--- START DATA EXCERPTS ---

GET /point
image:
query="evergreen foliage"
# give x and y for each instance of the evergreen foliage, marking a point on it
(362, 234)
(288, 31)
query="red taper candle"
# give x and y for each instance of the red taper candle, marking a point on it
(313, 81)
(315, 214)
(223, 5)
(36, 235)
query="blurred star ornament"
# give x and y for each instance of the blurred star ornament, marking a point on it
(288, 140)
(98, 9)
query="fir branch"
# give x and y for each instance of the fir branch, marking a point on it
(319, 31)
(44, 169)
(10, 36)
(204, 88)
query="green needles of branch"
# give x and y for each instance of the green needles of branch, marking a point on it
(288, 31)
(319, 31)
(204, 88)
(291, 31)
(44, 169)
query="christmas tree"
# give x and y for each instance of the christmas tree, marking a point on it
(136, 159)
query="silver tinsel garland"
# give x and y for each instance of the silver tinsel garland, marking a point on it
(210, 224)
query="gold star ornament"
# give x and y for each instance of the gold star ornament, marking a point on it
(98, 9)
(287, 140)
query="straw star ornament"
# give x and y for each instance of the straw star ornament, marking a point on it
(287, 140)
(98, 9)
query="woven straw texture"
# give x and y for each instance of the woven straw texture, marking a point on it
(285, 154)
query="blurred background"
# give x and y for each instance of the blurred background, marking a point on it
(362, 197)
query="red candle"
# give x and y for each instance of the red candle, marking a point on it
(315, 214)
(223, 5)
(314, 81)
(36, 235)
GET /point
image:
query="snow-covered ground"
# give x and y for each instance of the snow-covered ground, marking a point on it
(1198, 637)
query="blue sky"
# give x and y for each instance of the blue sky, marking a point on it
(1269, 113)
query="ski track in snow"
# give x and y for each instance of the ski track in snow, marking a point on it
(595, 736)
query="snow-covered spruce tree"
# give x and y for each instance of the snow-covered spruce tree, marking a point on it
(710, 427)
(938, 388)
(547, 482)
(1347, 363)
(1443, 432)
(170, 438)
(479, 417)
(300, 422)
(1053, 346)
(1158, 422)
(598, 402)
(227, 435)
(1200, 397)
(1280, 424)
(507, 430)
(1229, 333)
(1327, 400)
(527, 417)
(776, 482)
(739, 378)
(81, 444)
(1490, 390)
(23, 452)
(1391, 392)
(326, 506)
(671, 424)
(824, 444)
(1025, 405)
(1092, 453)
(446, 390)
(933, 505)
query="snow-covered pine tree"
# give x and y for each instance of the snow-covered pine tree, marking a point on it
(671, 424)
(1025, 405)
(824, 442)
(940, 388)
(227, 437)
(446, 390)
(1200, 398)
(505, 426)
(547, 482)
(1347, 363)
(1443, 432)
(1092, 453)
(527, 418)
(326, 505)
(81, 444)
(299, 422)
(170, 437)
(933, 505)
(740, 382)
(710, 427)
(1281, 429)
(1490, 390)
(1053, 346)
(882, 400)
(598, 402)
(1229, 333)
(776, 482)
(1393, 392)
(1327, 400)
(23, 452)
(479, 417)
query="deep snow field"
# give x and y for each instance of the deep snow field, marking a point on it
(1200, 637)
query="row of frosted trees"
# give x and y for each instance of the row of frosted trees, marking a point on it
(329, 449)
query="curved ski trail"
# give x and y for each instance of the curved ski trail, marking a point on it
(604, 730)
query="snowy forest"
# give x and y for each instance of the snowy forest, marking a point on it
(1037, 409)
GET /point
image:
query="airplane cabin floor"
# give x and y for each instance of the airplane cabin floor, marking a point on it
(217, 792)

--- END DATA EXCERPTS ---

- INSTRUCTIONS FOR THE TASK:
Report every line above that contains the string "branch", treating uppercase and lowercase as different.

- SOLUTION FOR THIS PROBLEM:
query="fir branch"
# give x and y for each instance of the fir branch, marking a point on it
query="green needles of branch"
# give x and y for each instance of the green needles of branch, marking a point on it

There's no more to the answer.